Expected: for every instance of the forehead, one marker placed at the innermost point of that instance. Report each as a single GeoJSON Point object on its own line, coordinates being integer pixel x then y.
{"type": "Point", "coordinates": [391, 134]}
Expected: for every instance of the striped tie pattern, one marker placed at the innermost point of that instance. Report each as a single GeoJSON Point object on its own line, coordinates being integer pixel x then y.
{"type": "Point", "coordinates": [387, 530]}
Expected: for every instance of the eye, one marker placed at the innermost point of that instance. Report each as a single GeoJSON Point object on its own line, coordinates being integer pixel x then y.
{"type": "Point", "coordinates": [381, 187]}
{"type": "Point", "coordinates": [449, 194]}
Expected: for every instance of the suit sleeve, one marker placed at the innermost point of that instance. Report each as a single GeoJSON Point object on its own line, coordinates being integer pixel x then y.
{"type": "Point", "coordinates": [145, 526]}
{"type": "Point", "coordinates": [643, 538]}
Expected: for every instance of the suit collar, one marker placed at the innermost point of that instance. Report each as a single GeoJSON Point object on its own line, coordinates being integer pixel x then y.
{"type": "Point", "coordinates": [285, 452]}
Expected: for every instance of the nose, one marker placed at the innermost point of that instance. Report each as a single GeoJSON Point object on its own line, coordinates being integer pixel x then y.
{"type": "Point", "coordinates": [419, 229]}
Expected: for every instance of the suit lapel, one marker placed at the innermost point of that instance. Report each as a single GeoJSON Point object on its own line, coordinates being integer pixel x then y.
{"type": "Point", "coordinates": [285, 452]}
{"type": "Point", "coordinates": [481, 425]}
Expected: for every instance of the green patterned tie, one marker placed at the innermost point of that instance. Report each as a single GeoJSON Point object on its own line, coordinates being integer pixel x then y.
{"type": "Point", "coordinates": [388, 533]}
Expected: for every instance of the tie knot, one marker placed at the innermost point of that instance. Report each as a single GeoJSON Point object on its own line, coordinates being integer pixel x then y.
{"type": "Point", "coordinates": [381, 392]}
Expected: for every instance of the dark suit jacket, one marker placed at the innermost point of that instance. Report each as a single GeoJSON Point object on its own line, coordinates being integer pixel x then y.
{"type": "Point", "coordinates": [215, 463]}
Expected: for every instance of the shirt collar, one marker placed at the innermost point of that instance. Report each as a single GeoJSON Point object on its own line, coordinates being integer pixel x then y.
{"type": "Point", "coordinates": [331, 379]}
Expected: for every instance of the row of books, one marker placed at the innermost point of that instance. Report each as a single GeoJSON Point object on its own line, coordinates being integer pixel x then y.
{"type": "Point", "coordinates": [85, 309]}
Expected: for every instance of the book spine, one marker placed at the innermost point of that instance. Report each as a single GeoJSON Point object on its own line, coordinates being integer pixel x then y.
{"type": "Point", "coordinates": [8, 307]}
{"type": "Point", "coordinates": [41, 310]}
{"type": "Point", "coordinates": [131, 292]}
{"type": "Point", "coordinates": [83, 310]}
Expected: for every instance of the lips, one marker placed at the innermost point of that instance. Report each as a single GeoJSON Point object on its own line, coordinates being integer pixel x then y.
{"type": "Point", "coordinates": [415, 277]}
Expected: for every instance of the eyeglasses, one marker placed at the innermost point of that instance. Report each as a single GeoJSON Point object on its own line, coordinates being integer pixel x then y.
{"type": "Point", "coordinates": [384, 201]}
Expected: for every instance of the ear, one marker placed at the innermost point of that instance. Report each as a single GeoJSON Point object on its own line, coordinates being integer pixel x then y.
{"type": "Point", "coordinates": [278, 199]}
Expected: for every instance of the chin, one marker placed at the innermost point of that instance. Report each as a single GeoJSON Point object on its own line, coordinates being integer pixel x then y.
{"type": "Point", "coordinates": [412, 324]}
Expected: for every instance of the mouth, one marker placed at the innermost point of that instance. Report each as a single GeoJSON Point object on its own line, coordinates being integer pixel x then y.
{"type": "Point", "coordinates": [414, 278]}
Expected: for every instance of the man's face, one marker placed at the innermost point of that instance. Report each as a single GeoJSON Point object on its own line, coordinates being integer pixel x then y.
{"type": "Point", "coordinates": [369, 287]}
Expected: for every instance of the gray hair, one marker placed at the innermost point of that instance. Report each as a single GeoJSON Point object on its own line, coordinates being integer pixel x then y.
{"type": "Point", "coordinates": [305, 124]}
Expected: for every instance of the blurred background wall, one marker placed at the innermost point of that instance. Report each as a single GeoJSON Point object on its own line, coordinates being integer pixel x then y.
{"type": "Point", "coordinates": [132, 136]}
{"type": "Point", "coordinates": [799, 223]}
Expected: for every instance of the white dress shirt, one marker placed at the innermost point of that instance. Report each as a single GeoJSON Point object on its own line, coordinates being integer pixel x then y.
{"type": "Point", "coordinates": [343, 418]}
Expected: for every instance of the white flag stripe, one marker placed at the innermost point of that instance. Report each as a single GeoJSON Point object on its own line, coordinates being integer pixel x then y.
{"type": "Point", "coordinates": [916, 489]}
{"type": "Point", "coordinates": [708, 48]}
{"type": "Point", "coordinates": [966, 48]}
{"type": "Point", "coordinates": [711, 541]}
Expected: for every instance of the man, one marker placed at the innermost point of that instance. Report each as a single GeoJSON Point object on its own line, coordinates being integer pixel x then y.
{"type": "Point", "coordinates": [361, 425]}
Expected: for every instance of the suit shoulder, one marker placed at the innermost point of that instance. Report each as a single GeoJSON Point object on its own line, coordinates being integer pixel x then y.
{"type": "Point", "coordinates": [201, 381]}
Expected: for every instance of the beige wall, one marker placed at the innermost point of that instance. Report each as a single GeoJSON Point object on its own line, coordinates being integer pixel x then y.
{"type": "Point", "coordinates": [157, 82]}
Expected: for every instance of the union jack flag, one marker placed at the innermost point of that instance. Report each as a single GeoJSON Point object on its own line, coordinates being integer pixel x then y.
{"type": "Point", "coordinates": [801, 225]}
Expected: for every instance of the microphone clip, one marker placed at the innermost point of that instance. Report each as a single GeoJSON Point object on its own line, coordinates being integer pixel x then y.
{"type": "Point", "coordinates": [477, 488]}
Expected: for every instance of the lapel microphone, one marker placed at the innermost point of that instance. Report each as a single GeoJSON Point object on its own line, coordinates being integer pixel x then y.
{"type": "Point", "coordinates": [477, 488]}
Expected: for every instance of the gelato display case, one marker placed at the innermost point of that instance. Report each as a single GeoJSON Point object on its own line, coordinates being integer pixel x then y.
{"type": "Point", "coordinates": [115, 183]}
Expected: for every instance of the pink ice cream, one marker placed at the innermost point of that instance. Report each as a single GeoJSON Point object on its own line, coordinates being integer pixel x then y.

◆ ◆ ◆ ◆ ◆

§ WHAT YOU HAVE TO DO
Using the exact wording, write out all of the records.

§ RESULT
Expected: for every instance of the forehead, one marker placed at the innermost point of that instance. Report each as a single GeoJSON Point object on its own line, coordinates being integer pixel x then y.
{"type": "Point", "coordinates": [391, 134]}
Expected: for every instance of the striped tie pattern, one marker placed at the innermost point of that instance. Report each as a single GeoJSON Point object on its own line, coordinates being integer pixel x then y.
{"type": "Point", "coordinates": [387, 530]}
Expected: for every instance of the eye, one marker placed at the innermost point of that instance. Report each as a single GeoJSON Point object on its own line, coordinates being integer pixel x then y.
{"type": "Point", "coordinates": [381, 187]}
{"type": "Point", "coordinates": [449, 194]}
Expected: for every instance of the suit sleeve, one marker placed at the innermost point of that instance. Report each as a single GeoJSON Point object on its own line, coordinates being integer pixel x then y.
{"type": "Point", "coordinates": [145, 526]}
{"type": "Point", "coordinates": [643, 538]}
Expected: for every instance of the suit collar, one marker placed at the innermost point of that instance. Report each as a single GeoJSON Point object on its own line, coordinates being integer pixel x then y.
{"type": "Point", "coordinates": [285, 452]}
Expected: for every instance of the nose, one marker placed at the innermost point of that instance. Report each as a single GeoJSON Point object on its own line, coordinates being integer pixel x then y.
{"type": "Point", "coordinates": [419, 229]}
Expected: for every instance of the suit lapel, one marker placed at the innermost point of that instance. Report each as a single GeoJSON Point object on its own line, coordinates being integer pixel x then y.
{"type": "Point", "coordinates": [285, 452]}
{"type": "Point", "coordinates": [481, 425]}
Expected: for every instance of the green patterned tie, one marker placed at the innermost point of that instance. Report each as a single GeoJSON Point object on its own line, coordinates being integer pixel x then y.
{"type": "Point", "coordinates": [388, 533]}
Expected: for every instance of the tie knot, one marker placed at the innermost point of that instance. Report each as a single GeoJSON Point object on its own line, coordinates being integer pixel x then y.
{"type": "Point", "coordinates": [381, 392]}
Expected: for every instance of the dark suit jacket, one marker placed at the innermost point of that instance. Report each as a single GeoJSON Point object on its own line, coordinates being integer pixel x then y.
{"type": "Point", "coordinates": [215, 463]}
Expected: for every instance of the shirt collar, one marker placed at the innermost point of that instance. Report each as a single GeoJSON Point object on its own line, coordinates being integer pixel x then y.
{"type": "Point", "coordinates": [331, 379]}
Expected: for every instance of the row of books, one marker placed at the innermost point of that instance. Report each as a single GeoJSON Point object on its own line, coordinates being integer pixel x then y.
{"type": "Point", "coordinates": [85, 309]}
Expected: for every instance of the book spine, one marker placed at the innermost point of that instance. Report each as a single GeoJSON Point object on its own line, coordinates being integer pixel x then y.
{"type": "Point", "coordinates": [8, 307]}
{"type": "Point", "coordinates": [41, 310]}
{"type": "Point", "coordinates": [131, 292]}
{"type": "Point", "coordinates": [83, 310]}
Expected: for every instance of the lips, one marker placed at the innermost point of that instance. Report each as a single GeoJSON Point object on its own line, coordinates being integer pixel x then y.
{"type": "Point", "coordinates": [415, 277]}
Expected: for every instance of the eyeglasses, one marker placed at the innermost point of that instance. Report each as a single GeoJSON Point object on its own line, coordinates being integer pixel x then y.
{"type": "Point", "coordinates": [384, 201]}
Expected: for every instance of the ear, one marker placed at the innermost point of that instance. Report each as a single GeoJSON Point object on its own line, coordinates being integer pixel x then y.
{"type": "Point", "coordinates": [278, 199]}
Expected: for every instance of the chin, one marker placed at the innermost point of that instance. Report each as a single GeoJSON Point object on its own line, coordinates being integer pixel x then y.
{"type": "Point", "coordinates": [412, 324]}
Expected: for every instance of the mouth, one marker placed at the innermost point of that instance. Report each as a single GeoJSON Point object on its own line, coordinates being integer pixel x then y.
{"type": "Point", "coordinates": [414, 278]}
Expected: for every instance of the man's face, one marker placed at the innermost point of that instance. Report each as a single GeoJSON Point object on its own line, coordinates being integer pixel x then y.
{"type": "Point", "coordinates": [369, 287]}
Expected: for every instance of the gray hair, one marker placed at the innermost point of that instance. Report each as a single GeoJSON Point object on its own line, coordinates being integer pixel x then y.
{"type": "Point", "coordinates": [305, 124]}
Expected: for every instance of the blurred background wall, one marker placed at the innermost point of that instance. Report each as a single GeoJSON Point object on its own line, coordinates being integer pixel x then y.
{"type": "Point", "coordinates": [132, 136]}
{"type": "Point", "coordinates": [799, 223]}
Expected: for every instance of the white dress shirt, one marker placed at the innermost point of that instance. Report each as a single GeoJSON Point object on its own line, coordinates being integer pixel x then y.
{"type": "Point", "coordinates": [343, 418]}
Expected: for every instance of the white flag stripe, one marker placed at the innermost point of that instance. Report each as a single GeoJSON Point object on its own line, coordinates being integer pixel x then y.
{"type": "Point", "coordinates": [916, 489]}
{"type": "Point", "coordinates": [708, 48]}
{"type": "Point", "coordinates": [966, 48]}
{"type": "Point", "coordinates": [711, 541]}
Expected: for every instance of the man, one marker placed at the innermost point of that instance. Report each as a single GeoJSON Point object on its own line, coordinates being integer pixel x then y.
{"type": "Point", "coordinates": [361, 425]}
Expected: for every instance of the suit shoulder, one marker placed at the innermost point of that instance. Report each as a single GeoJSON Point object on its own line, coordinates being integer pixel x then y.
{"type": "Point", "coordinates": [201, 381]}
Expected: for every instance of the beige wall, one marker placed at the innermost point of that instance. Report each as a single GeoJSON Point object on its own line, coordinates being integer pixel x then y.
{"type": "Point", "coordinates": [157, 82]}
Expected: for every instance of the union jack flag, one marker placed at the innermost point of that instance. Report each as a single GeoJSON Point object on its own line, coordinates being integer pixel x then y.
{"type": "Point", "coordinates": [801, 225]}
Expected: for every instance of the microphone clip, one marker placed at the innermost point of that instance. Report each as a single GeoJSON Point object on its own line, coordinates being integer pixel x then y.
{"type": "Point", "coordinates": [477, 488]}
Expected: for every instance of the lapel microphone, one marker placed at the innermost point of that instance. Report each as a single GeoJSON Point object on its own line, coordinates being integer pixel x then y.
{"type": "Point", "coordinates": [477, 488]}
Expected: for every instance of the gelato display case, one marker placed at the innermost point of that instance. Report each as a single GeoJSON Point object on its own line, coordinates being integer pixel x then y.
{"type": "Point", "coordinates": [115, 183]}
Expected: for every instance of the pink ice cream, one marker placed at the innermost point of that instance. Report each as a single GeoJSON Point object on its own line, coordinates being integer pixel x then y.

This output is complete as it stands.